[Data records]
"""

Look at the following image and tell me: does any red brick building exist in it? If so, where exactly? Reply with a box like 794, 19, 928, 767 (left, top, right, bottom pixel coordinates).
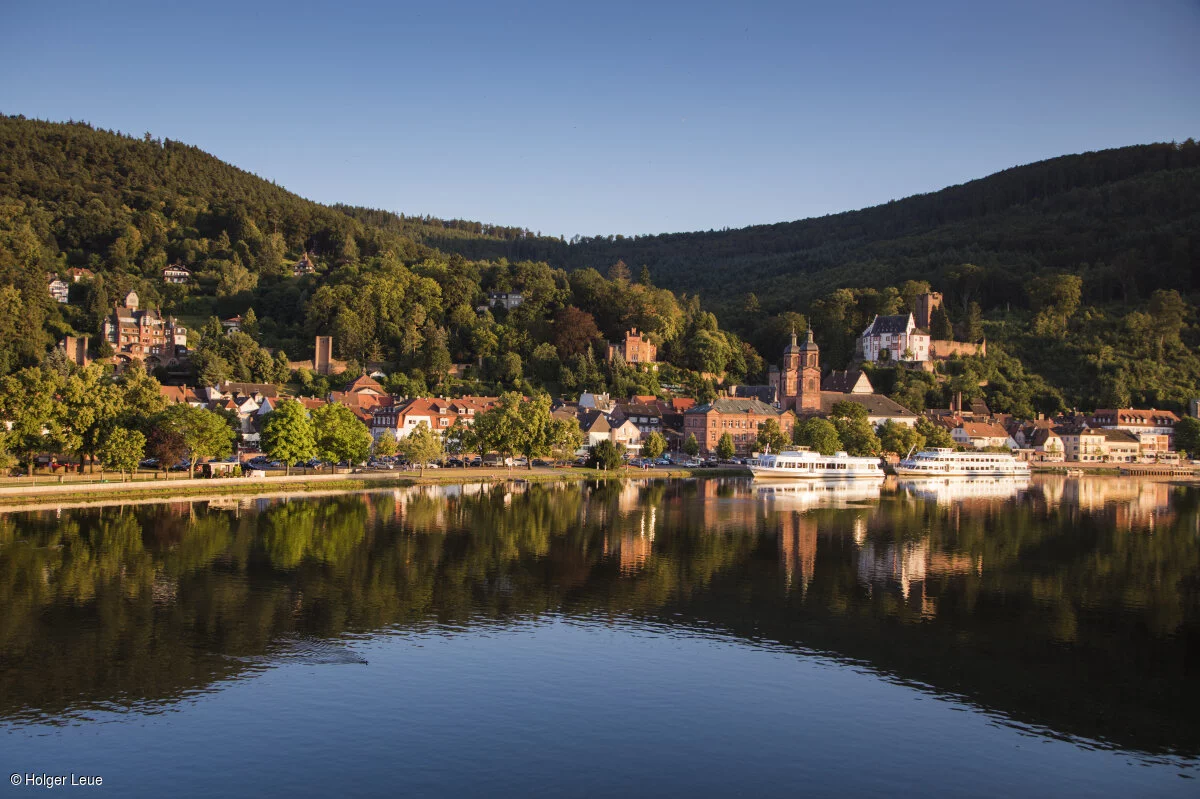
608, 328, 659, 364
683, 398, 796, 455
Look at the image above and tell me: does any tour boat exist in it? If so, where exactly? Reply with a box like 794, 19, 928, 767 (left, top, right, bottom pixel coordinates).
896, 475, 1030, 504
756, 479, 883, 505
895, 446, 1030, 477
749, 447, 884, 480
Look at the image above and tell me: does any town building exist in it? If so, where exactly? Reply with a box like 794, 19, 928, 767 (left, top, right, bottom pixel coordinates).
1087, 408, 1180, 457
292, 253, 317, 277
821, 370, 875, 394
367, 393, 498, 440
162, 264, 192, 286
487, 292, 524, 311
59, 336, 91, 366
158, 385, 209, 400
768, 330, 917, 427
683, 398, 796, 455
46, 275, 71, 302
859, 313, 930, 364
103, 292, 187, 362
608, 417, 642, 450
611, 397, 662, 438
608, 328, 659, 364
767, 328, 821, 416
950, 421, 1016, 450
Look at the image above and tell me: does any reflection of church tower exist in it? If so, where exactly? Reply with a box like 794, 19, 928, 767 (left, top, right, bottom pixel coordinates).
779, 513, 817, 593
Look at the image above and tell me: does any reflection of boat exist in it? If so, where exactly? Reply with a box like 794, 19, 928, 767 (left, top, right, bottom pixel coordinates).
750, 447, 884, 480
755, 480, 880, 505
896, 475, 1030, 503
896, 446, 1030, 477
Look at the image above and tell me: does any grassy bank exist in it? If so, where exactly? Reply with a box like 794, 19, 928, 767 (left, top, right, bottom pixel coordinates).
0, 468, 749, 507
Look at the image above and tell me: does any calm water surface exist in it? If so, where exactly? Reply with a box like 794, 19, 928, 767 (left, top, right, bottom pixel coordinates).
0, 479, 1200, 797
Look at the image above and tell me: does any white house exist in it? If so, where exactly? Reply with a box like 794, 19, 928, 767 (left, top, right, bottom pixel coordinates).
859, 313, 929, 364
950, 421, 1016, 450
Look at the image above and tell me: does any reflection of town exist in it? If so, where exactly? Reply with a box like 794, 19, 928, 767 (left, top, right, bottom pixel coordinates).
1031, 476, 1181, 530
0, 473, 1200, 752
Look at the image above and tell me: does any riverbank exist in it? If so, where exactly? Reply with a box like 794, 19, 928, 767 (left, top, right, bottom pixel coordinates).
0, 467, 749, 510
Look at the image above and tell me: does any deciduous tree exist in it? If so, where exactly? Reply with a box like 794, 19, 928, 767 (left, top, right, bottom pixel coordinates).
263, 400, 316, 474
312, 402, 367, 465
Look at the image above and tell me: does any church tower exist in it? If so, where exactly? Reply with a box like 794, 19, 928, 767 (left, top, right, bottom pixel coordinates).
788, 328, 821, 415
779, 330, 800, 398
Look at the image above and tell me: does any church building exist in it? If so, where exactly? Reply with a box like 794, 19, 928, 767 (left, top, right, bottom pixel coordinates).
767, 329, 821, 416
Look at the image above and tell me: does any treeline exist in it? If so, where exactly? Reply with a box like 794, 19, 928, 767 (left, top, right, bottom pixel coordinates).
0, 118, 748, 396
0, 118, 1200, 413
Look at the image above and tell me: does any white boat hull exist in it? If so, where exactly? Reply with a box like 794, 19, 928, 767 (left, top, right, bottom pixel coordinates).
895, 464, 1030, 477
750, 465, 887, 481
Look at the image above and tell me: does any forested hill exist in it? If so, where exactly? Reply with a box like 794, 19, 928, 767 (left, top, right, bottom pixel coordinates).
0, 116, 1200, 415
410, 139, 1200, 311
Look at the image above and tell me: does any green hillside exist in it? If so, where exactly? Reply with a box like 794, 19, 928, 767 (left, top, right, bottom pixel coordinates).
0, 116, 1200, 413
0, 116, 748, 394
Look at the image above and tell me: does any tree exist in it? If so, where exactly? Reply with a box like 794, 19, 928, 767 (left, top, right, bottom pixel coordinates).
0, 367, 60, 475
1175, 416, 1200, 458
263, 400, 316, 475
154, 404, 235, 477
796, 416, 841, 455
514, 392, 553, 469
642, 433, 667, 458
588, 438, 625, 471
878, 419, 925, 455
553, 305, 600, 360
716, 433, 737, 461
400, 421, 444, 475
757, 419, 788, 452
146, 426, 187, 471
1150, 289, 1188, 360
829, 401, 880, 457
550, 419, 583, 461
371, 433, 400, 458
1027, 275, 1084, 341
97, 427, 146, 481
312, 402, 367, 465
929, 306, 954, 341
59, 364, 124, 471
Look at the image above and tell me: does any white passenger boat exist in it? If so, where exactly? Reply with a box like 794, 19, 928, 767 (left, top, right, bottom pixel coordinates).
896, 447, 1030, 477
755, 479, 883, 506
896, 475, 1030, 505
749, 447, 884, 480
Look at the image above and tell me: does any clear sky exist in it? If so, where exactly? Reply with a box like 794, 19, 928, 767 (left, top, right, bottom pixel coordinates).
0, 0, 1200, 236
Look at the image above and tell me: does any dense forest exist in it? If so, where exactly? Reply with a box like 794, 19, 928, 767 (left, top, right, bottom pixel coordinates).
0, 116, 1200, 415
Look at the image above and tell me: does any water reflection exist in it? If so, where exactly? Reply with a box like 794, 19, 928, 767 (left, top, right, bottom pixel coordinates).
0, 479, 1200, 756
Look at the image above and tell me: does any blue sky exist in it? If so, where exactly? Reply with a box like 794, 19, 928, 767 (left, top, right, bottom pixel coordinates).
0, 0, 1200, 236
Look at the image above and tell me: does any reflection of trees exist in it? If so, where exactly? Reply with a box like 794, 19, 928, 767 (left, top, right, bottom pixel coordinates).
0, 481, 1200, 751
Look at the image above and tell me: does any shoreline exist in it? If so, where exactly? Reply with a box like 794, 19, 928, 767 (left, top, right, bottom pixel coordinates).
0, 467, 750, 512
0, 467, 1200, 513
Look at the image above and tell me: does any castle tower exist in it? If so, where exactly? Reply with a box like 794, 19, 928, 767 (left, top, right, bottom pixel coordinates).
914, 292, 942, 330
792, 328, 821, 414
312, 336, 334, 374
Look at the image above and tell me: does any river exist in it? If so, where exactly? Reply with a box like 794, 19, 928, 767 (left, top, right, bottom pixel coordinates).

"""

Task goal: Please extract every line of the rows above verbatim, leaving the pictures out of your answer.

Written answer:
Look at the following image and tell me: does any red brick building exist in it? If so, where exactly? Reply with a box like 794, 19, 928, 767 (left, top, right, bottom pixel coordinates).
608, 328, 659, 364
683, 398, 796, 455
Look at the image above and tell me: does any tour boat exist in it? If so, where exactly? Reply with a box like 794, 19, 928, 767 (left, top, right, bottom pixel coordinates).
896, 475, 1030, 504
756, 479, 883, 505
895, 446, 1030, 477
749, 447, 884, 480
Look at the image above and tell me: does any town building exist in it? If so, where exactly? Reply with a box like 794, 19, 928, 767 (left, top, right, bottom pixel coordinates).
1087, 408, 1180, 457
292, 253, 317, 277
821, 370, 875, 394
367, 393, 498, 440
162, 264, 192, 286
487, 292, 524, 311
59, 336, 91, 366
158, 385, 209, 400
768, 330, 917, 427
683, 398, 796, 455
46, 275, 71, 302
859, 313, 930, 364
103, 292, 187, 362
608, 417, 642, 450
611, 397, 662, 438
608, 328, 659, 364
767, 328, 821, 416
950, 421, 1016, 450
Look at the image above and tell me: does any reflection of church tower exist in it? If so, where exactly? Reply with a box like 794, 19, 928, 767 (left, top, right, bottom pixel coordinates).
779, 513, 817, 593
Look at the image above and tell me: does any reflection of boat exist in it? If so, where exactly? Reply with a box like 794, 19, 928, 767 (left, top, right, bottom pixel coordinates).
750, 447, 884, 480
755, 480, 880, 505
896, 475, 1030, 503
896, 446, 1030, 477
Look at the image above and tell me: does any grassy bank exist in it? If so, where exactly? Reply with a box like 794, 19, 928, 767 (left, top, right, bottom pixel coordinates).
0, 468, 749, 507
Look at the image above and tell me: does any calm water surface exist in it? If so, where exactly? Reply with a box like 794, 19, 928, 767 (left, top, right, bottom pixel coordinates).
0, 479, 1200, 797
Look at the image above and tell me: does any white house exist in it? If so, where exactly? Reply with a box like 794, 19, 928, 767 (left, top, right, bottom pixel coordinates).
859, 313, 929, 364
950, 421, 1016, 450
Look at the image above and tell me: does any reflection of town exist in it? If so, where exactly? Reply with a box like 794, 19, 928, 767 (left, top, right, bottom pixel coordinates).
1031, 476, 1181, 530
0, 473, 1200, 752
Look at the image above and tell me: does any riverbank exist in it? If so, where exactly? Reply with a box like 794, 19, 928, 767 (left, top, right, bottom pixel coordinates).
0, 467, 749, 510
Look at the image above and tell me: does any deciduous tree exist in it? If so, where exactly? Reply with a box like 794, 19, 928, 767 (left, top, right, bottom pixel coordinates).
263, 400, 316, 474
312, 402, 367, 465
Look at the image above and tell me: does any church tower exist in it? If so, where exactly? Reply with a box like 794, 19, 928, 767 (left, top, right, bottom pixel coordinates).
788, 328, 821, 415
779, 330, 800, 398
Look at the image above and tell me: does any church building exist in it? If so, where exactly? Reply with a box like 794, 19, 928, 767 (left, top, right, bottom pixel coordinates).
767, 329, 821, 416
Look at the image above and tell me: does any treeline exist in it? If so, where exactly? Reply with a box like 794, 19, 928, 767 (left, top, right, bottom pixel coordinates).
0, 118, 748, 396
0, 118, 1200, 413
Look at the image above and tell me: does any white boat hull exist in it? If so, where exactly? Reply with a box like 794, 19, 928, 767 (left, top, right, bottom pixel coordinates).
895, 464, 1030, 477
750, 465, 887, 481
Look at the image above and tell me: does any forested hill exist in it? If so, where exactly? Reply with a box like 794, 19, 928, 767 (left, top, right, bottom pixel coordinates).
0, 116, 1200, 415
410, 139, 1200, 311
Look at the image above and tell me: does any green hillside exist in it? If so, where exactly? Reply with a box like 794, 19, 928, 767 (left, top, right, bottom pixel coordinates).
0, 116, 1200, 413
0, 116, 748, 394
Look at the image above and tell me: does any tree exist in it? If so, where exactly? Reply with a box like 794, 19, 928, 767 (left, top, right, bottom pixel coordinates).
0, 367, 60, 475
1175, 416, 1200, 458
263, 400, 316, 475
154, 404, 235, 477
796, 416, 841, 455
514, 392, 553, 469
642, 433, 667, 458
588, 438, 625, 471
878, 419, 925, 455
553, 305, 600, 360
716, 433, 737, 461
400, 421, 444, 475
757, 419, 788, 452
146, 426, 187, 471
1150, 289, 1188, 360
829, 401, 880, 457
550, 419, 583, 461
371, 433, 400, 458
1027, 275, 1084, 341
97, 427, 146, 481
312, 402, 367, 465
929, 306, 954, 341
59, 364, 124, 471
Look at the image above and tell me: does any white passenger boat exist in it? If so, where exactly? Reply with a box like 794, 19, 928, 767 (left, top, right, bottom pixel coordinates).
896, 447, 1030, 477
755, 479, 883, 506
896, 475, 1030, 505
749, 447, 884, 480
Look at the image above and tell me: does any clear sky exist in it? If so, where exactly? Reply with a box like 794, 19, 928, 767 (left, top, right, bottom pixel coordinates).
0, 0, 1200, 236
Look at the image above and tell me: does any dense forest exist in it? If so, where exactly? Reply with a box like 794, 19, 928, 767 (left, top, right, bottom pixel coordinates).
0, 116, 1200, 415
Look at the image above and tell me: does any water reflection exist in it? If so, where exactly? Reply with a box like 794, 19, 928, 767 (left, top, right, bottom pixel coordinates).
0, 479, 1200, 756
Look at the image above and tell me: does any blue sky exist in it? If so, where exactly? Reply with a box like 794, 19, 928, 767 (left, top, right, bottom pixel coordinates).
0, 0, 1200, 236
Look at the image above and tell me: does any reflection of trees exist in it? If so, where exactly? Reply with a box like 794, 19, 928, 767 (left, top, right, bottom pixel coordinates).
0, 481, 1200, 751
Look at the image above and tell me: does any shoreline exist in it? If so, where exactly? Reply with a box like 794, 19, 928, 767 (left, top, right, bottom pixel coordinates).
0, 467, 750, 512
0, 467, 1200, 513
Look at the image above and tell me: does any castle tower exist in it? If so, where exactly? Reply with a box like 794, 19, 928, 767 (left, top, right, bottom pixel coordinates).
914, 292, 942, 330
792, 328, 821, 414
312, 336, 334, 374
Look at the image above and tell me: does any river exist in it? If so, where exactly? Reply with a box like 794, 19, 928, 767 (left, top, right, bottom pixel coordinates).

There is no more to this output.